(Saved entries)
++++++++++++++++++++
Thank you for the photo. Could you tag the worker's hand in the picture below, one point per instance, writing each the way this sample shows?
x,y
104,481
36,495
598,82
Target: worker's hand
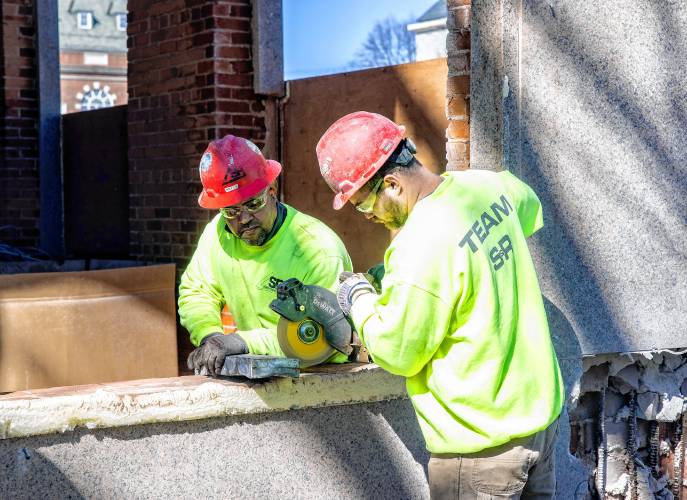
x,y
374,275
369,276
212,351
352,286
++++++++++++++++++++
> WHAT YOU WILL DO
Output every record verbatim, skipping images.

> TASK OUTPUT
Thank you for the photo. Could you tag the worker's hand in the picture below, one point per instance, writing each the way this sample shows?
x,y
104,481
36,495
598,82
Target: worker's hand
x,y
374,275
369,276
212,351
352,286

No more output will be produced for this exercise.